指示 1:
出典本文によれば、三宅亡羊は生涯で名と号を使い分けている。その名と号をすべて挙げよ。
指示 2:
出典本文で、楊朱の隣家から逃げた羊を大勢で追ったのに取り逃がしたのはなぜか。
指示 3:
出典本文の最後の一文の後を書き継げ。

出典本文:

# # # #

12月28日 (月)亡羊(ぼうよう)
ご機嫌よろしゅうございます。
今年も残すところあと4日となりました。
今年の干支は羊でした。
その羊に関する故事で、こんなものがあります。
中国戦国時代、思想家の楊朱の隣家から
羊が一匹逃げました。大勢の者が追いかけますが、
道がいくつも分かれていたために、
取り逃がしてしまいました。
それを聞いた楊朱は、
「学問の道もいくつもに分かれていて、
真の道がわからなくなる」と嘆いたといいます。
このことから
「多岐亡羊」
(岐き多くして羊を亡う)
という言葉が生まれ、
学問の道があまりに幅広いために、
容易に真理をつかむことができないことのたとえ
また、あれかこれかと思案に暮れることのたとえ
に使われるようになりました。
遠州公と親交のあった江戸初期の儒学者
三宅亡羊は名を島といい、寄斎と号しましたが
晩年にこの亡羊の号を用いました。
12月 25日 (金)遠州公所縁の地を巡って
「辞世の句」
ご機嫌よろしゅうございます。
今日で遠州公所縁の地にちなんだお話も
最後となりました。

# # # #

資料:

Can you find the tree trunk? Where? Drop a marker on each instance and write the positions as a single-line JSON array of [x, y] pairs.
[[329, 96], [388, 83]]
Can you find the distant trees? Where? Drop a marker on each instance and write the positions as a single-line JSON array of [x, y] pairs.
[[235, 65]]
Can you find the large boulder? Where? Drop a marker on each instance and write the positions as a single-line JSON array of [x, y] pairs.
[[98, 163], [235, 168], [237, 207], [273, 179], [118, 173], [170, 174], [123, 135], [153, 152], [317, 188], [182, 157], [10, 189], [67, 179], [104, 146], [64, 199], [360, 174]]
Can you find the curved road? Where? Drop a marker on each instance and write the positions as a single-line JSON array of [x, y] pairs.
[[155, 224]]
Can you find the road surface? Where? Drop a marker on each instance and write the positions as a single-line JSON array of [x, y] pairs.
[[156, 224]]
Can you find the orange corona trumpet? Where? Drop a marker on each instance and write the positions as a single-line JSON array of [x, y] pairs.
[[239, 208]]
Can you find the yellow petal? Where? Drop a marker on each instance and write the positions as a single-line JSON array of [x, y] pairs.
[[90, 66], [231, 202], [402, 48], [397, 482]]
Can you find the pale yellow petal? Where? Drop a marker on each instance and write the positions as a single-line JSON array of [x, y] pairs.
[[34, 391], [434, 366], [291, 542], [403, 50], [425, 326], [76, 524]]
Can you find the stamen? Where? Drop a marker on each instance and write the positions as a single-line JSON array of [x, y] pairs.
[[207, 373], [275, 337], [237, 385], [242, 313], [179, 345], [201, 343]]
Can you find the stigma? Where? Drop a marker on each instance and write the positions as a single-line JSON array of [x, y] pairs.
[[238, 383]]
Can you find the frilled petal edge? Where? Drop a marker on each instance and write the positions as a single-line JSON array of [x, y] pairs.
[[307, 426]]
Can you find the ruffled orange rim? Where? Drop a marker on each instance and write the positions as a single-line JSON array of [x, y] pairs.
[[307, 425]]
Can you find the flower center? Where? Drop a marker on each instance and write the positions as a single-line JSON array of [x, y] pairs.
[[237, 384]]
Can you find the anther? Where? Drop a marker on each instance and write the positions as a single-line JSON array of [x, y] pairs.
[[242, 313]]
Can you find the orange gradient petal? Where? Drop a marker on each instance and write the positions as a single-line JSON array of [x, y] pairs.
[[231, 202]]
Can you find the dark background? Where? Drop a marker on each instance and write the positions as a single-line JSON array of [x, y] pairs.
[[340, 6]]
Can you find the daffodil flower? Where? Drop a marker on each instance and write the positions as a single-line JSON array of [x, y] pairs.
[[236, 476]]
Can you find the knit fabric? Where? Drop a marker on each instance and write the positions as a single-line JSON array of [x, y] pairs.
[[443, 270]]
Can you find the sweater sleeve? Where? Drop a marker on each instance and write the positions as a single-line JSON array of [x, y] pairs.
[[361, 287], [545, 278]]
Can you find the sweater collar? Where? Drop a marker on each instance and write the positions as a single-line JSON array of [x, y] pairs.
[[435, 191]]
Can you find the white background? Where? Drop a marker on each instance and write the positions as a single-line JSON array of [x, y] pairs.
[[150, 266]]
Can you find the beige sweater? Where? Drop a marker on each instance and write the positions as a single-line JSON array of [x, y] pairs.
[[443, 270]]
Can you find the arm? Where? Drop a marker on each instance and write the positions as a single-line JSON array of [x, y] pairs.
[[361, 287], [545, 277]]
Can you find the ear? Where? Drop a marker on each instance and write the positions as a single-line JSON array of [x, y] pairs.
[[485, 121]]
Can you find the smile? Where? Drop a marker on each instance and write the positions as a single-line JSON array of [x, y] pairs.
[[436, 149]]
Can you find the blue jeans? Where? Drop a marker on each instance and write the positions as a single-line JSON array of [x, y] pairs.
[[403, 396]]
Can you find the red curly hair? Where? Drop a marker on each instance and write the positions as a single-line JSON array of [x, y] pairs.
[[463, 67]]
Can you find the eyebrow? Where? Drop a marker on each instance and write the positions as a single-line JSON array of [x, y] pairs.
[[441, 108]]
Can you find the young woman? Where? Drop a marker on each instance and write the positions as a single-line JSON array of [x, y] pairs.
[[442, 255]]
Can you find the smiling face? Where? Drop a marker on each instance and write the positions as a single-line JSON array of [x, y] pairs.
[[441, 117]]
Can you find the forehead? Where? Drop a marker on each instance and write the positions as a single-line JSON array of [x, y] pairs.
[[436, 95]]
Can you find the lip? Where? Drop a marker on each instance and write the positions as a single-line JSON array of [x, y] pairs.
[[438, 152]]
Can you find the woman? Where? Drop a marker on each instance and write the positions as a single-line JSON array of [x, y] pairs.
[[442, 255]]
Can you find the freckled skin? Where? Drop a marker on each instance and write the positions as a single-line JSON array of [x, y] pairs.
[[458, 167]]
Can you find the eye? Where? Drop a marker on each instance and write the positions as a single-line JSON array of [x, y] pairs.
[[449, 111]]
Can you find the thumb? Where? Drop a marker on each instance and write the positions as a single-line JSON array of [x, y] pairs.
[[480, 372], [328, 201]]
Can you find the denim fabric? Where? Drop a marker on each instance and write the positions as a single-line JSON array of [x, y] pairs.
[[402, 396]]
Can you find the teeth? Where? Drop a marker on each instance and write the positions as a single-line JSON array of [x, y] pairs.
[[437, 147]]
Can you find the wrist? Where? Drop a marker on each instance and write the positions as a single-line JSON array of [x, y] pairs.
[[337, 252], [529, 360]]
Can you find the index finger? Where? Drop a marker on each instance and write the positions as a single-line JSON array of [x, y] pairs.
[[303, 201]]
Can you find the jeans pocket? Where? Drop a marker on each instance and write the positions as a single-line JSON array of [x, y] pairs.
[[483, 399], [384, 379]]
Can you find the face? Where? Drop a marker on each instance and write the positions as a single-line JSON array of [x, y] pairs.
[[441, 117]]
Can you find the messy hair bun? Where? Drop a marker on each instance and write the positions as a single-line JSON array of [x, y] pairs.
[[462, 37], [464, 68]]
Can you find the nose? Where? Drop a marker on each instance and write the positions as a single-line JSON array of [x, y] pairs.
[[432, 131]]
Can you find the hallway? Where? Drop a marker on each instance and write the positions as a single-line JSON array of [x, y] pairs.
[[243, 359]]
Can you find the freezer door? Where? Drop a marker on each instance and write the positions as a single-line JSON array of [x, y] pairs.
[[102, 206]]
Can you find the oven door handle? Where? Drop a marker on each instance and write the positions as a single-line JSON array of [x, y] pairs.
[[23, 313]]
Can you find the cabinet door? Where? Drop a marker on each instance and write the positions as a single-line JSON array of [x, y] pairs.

# # # #

解答 1:
島、寄斎、亡羊

解答 2:
道がいくつも分かれていたため。

解答 3:
今日は遠州公の辞世の句をご紹介したいと
思います。
遠州公は六十九歳の二月六日、
伏見奉行屋敷で亡くなりました。
きのふといひ けふとくらして なすことも
なき身のゆめの さむるあけほの
今までの人生と遣り残したこと
その全ての欲を捨て去った時に
人間は人間に取って一番大切なものが
何であるかと言うことを知るのだ。
今までの人生と残した仕事さえ、
亡くなって逝く自分には
曙の中ではかなく覚めてゆく
夢のような気がする.
12月 23日(水)遠州流茶道の点法
「薄茶・後礼(こうれい)」
ご機嫌よろしゅうございます。
先週は濃茶までお話しました。
今日はお茶事の最後、薄茶についてお話します。
濃茶をいただいた後は席を広間に移して
薄茶をいただきます。
歳暮に広間にうつらず、小間のまま続き薄をすることも
ありますが、通常は遠州流茶道では場所を変えることで、
それまでの雰囲気をガラッと変え、広間では
和やかで気楽な空気を楽しみます。
遠州公は濃茶の後に鎖の間を通って広間に移動し、
精神性を重んじた茶から草創期の書院の茶、
更に古典的な王朝文化を感じられる茶へと、
さながら茶の湯の時代絵巻のように楽しむ空間を
創り上げました。
広間の席に移りましたら、これまでの労を労い、
ご亭主にも薄茶をおすすめして皆で楽しみます。
水菓子などもいただき、芳名帳などがあればここで
記入し、全体で約4時間程度のお茶事もこれで終了です。
お茶事の翌日に再び亭主宅を訪問し
客は後礼といって
茶事のお礼をします。
亭主に感謝の意を伝えましよう。
12月21日(月)喜峰(きほう)
ご機嫌よろしゅうございます。
今日は二世大膳宗慶の道号「喜逢」
についてご紹介します。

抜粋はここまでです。